**WHAT YOU SHOULD DO:** For the data below, give the number of lines containing "background" and nothing more.
---------- RAW DATA
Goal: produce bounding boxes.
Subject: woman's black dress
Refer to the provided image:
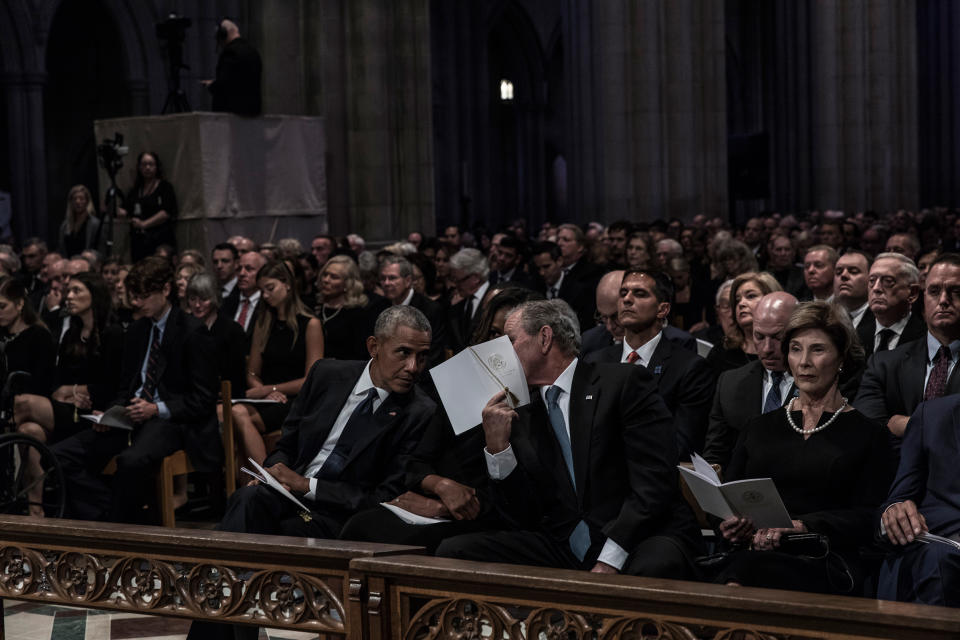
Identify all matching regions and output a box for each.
[705,343,757,373]
[126,180,178,261]
[1,324,57,397]
[50,323,124,442]
[256,313,311,429]
[714,407,895,594]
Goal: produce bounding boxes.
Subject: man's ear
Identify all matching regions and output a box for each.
[366,335,379,360]
[657,301,671,321]
[539,325,553,354]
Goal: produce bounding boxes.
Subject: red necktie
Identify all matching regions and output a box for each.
[237,298,251,328]
[924,345,952,401]
[626,351,640,364]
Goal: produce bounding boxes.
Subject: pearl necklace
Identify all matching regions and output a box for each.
[786,396,848,435]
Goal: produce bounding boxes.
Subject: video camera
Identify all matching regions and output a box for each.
[156,14,191,43]
[96,132,128,179]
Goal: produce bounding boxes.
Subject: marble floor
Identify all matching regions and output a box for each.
[1,600,316,640]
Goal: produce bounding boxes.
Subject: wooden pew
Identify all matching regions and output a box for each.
[0,516,422,640]
[349,554,960,640]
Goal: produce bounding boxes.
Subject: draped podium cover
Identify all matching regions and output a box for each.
[94,113,326,259]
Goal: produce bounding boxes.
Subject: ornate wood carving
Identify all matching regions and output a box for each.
[0,545,345,633]
[402,597,823,640]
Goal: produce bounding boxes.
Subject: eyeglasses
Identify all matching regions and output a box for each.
[593,310,618,325]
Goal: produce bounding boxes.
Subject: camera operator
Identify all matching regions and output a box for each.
[117,151,178,262]
[201,19,262,116]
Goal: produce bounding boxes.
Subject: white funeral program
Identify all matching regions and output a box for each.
[678,452,794,528]
[430,335,530,435]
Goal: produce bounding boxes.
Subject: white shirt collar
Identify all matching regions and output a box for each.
[540,356,579,402]
[352,360,390,404]
[471,280,490,310]
[764,367,792,384]
[222,276,238,296]
[400,288,415,306]
[848,301,869,328]
[622,330,663,366]
[241,289,262,304]
[876,311,910,336]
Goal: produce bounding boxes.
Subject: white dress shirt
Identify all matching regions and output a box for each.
[135,305,172,419]
[848,302,869,329]
[233,289,262,331]
[484,357,629,570]
[875,312,912,352]
[467,281,490,318]
[221,276,238,298]
[620,331,662,365]
[760,368,794,413]
[400,288,415,306]
[303,361,389,499]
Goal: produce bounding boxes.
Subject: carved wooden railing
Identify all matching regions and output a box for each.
[0,515,421,640]
[350,554,960,640]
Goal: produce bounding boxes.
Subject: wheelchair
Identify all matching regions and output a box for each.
[0,371,66,518]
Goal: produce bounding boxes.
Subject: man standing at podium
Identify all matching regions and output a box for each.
[203,18,262,116]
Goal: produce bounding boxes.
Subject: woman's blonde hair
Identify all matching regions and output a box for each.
[317,255,368,309]
[65,185,95,233]
[724,271,782,349]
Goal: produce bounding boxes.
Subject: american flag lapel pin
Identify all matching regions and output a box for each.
[654,365,663,374]
[585,395,593,400]
[389,411,397,417]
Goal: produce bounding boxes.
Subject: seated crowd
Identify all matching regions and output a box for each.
[3,209,960,637]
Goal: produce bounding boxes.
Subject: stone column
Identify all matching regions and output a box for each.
[807,0,918,211]
[2,72,48,240]
[590,0,727,222]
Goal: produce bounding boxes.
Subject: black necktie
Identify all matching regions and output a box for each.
[317,388,380,480]
[141,324,162,402]
[877,328,896,352]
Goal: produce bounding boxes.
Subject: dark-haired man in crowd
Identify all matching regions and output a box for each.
[765,234,804,295]
[53,257,219,523]
[856,253,960,446]
[187,306,436,640]
[703,292,797,469]
[436,299,703,577]
[211,242,239,307]
[311,234,335,268]
[586,270,715,457]
[488,235,530,286]
[604,220,633,269]
[532,241,594,332]
[833,250,874,347]
[380,255,446,367]
[556,223,604,290]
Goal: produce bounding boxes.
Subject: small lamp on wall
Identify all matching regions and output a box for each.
[500,79,514,102]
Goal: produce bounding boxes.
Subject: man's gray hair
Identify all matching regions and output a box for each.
[374,305,432,340]
[513,299,581,356]
[450,248,490,279]
[380,255,413,278]
[0,246,21,274]
[874,251,920,285]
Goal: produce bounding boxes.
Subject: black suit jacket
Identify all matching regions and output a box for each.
[265,359,436,523]
[580,324,615,359]
[446,297,482,354]
[881,396,960,539]
[702,359,794,470]
[209,37,262,116]
[555,277,596,334]
[586,336,717,457]
[409,291,447,366]
[220,292,263,348]
[854,335,960,441]
[491,361,702,559]
[113,306,220,470]
[856,310,926,358]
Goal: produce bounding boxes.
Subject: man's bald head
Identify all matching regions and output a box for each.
[219,19,240,44]
[753,292,798,372]
[595,270,625,339]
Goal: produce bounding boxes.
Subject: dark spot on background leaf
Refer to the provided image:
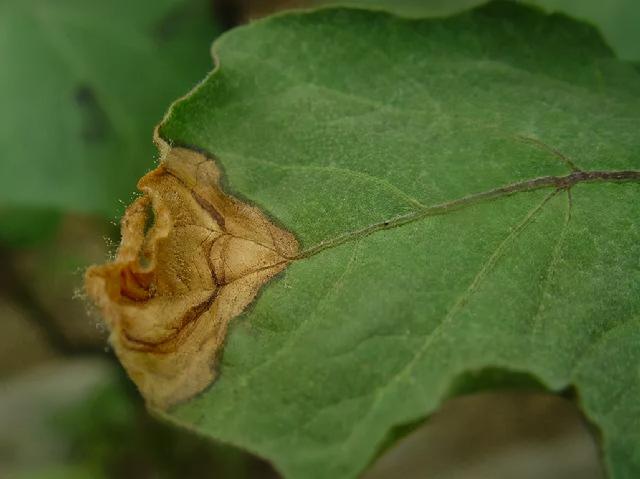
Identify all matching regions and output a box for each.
[74,85,110,143]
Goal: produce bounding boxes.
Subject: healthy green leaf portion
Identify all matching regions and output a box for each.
[0,0,218,217]
[157,4,639,478]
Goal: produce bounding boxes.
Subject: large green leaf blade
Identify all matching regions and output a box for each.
[156,3,639,478]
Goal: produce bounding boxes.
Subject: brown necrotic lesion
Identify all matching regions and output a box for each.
[85,147,298,409]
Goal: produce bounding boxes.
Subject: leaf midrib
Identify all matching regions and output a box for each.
[293,168,640,259]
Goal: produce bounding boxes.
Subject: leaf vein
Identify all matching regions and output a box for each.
[340,189,559,447]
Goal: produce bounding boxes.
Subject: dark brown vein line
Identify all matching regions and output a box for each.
[164,169,228,230]
[295,169,640,260]
[124,289,220,353]
[164,169,283,255]
[192,190,226,229]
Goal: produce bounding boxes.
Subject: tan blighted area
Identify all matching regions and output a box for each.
[85,147,298,409]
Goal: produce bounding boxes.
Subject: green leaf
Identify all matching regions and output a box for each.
[156,3,640,478]
[0,0,218,217]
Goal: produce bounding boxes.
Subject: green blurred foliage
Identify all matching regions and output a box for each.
[0,0,220,244]
[0,208,61,247]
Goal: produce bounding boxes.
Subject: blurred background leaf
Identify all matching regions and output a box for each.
[0,0,220,243]
[0,208,61,247]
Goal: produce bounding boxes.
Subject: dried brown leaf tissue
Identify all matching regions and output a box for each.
[85,144,298,409]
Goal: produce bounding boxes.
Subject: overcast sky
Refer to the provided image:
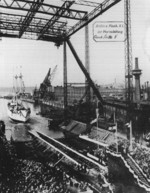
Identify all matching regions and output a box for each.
[0,0,150,88]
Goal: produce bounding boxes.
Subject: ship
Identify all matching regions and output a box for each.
[7,73,31,123]
[7,100,30,122]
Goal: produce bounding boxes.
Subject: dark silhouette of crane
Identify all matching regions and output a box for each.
[40,65,57,100]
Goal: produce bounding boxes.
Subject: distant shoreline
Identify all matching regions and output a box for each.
[0,87,34,92]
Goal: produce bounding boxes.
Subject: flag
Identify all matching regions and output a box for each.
[125,122,130,127]
[90,118,97,124]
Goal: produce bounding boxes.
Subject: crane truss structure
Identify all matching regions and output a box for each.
[0,0,121,45]
[0,0,122,112]
[124,0,133,120]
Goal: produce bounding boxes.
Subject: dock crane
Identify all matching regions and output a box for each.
[40,65,57,100]
[124,0,134,124]
[49,65,58,85]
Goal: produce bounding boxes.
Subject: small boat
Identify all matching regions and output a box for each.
[8,100,31,123]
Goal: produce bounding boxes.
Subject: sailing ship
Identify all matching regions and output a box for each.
[7,73,31,123]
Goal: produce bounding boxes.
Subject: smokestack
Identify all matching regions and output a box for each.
[132,58,142,102]
[135,57,139,69]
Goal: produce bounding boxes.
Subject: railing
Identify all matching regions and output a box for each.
[29,130,79,165]
[42,100,64,109]
[107,149,150,191]
[127,154,150,183]
[29,130,114,192]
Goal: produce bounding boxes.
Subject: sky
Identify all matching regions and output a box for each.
[0,0,150,88]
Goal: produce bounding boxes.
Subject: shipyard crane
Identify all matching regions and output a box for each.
[124,0,133,121]
[50,65,58,84]
[40,65,57,100]
[41,65,57,88]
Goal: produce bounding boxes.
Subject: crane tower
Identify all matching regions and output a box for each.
[124,0,133,116]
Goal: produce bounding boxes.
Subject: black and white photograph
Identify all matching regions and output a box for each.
[0,0,150,192]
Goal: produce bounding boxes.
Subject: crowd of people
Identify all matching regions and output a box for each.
[132,145,150,179]
[0,134,97,193]
[0,121,5,137]
[109,137,150,180]
[1,158,67,193]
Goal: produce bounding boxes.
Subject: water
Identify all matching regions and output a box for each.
[0,98,94,193]
[0,98,64,140]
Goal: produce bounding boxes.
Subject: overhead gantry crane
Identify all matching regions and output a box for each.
[0,0,122,118]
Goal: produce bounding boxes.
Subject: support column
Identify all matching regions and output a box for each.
[124,0,133,121]
[85,23,91,102]
[63,41,68,120]
[66,39,104,115]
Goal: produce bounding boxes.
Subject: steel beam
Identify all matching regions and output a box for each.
[40,35,63,43]
[1,12,67,26]
[85,21,91,102]
[66,39,104,106]
[37,1,74,40]
[19,0,44,38]
[0,0,86,20]
[63,41,68,120]
[0,32,18,38]
[0,14,67,37]
[0,12,68,37]
[0,21,65,37]
[61,0,100,7]
[66,0,121,38]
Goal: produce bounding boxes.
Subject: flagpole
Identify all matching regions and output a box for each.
[114,112,118,153]
[129,120,132,152]
[96,100,99,150]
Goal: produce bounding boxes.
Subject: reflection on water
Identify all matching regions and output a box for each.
[0,98,64,140]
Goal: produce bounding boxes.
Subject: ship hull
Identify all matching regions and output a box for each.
[7,106,30,123]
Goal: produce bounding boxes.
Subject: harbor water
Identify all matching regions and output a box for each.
[0,98,64,141]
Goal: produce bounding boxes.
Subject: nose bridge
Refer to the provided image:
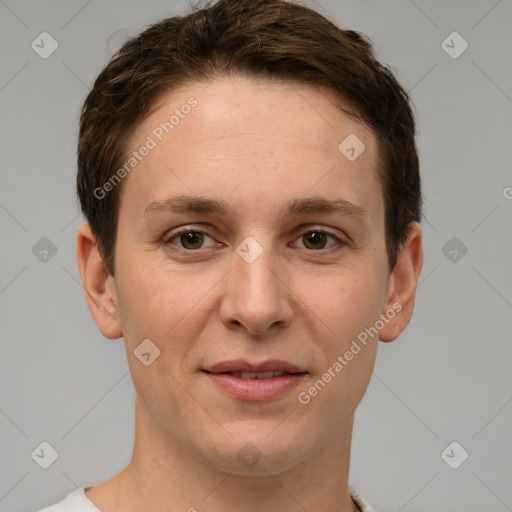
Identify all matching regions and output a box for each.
[237,243,278,300]
[234,235,281,308]
[221,235,292,334]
--------------------
**RESPONSE:** 2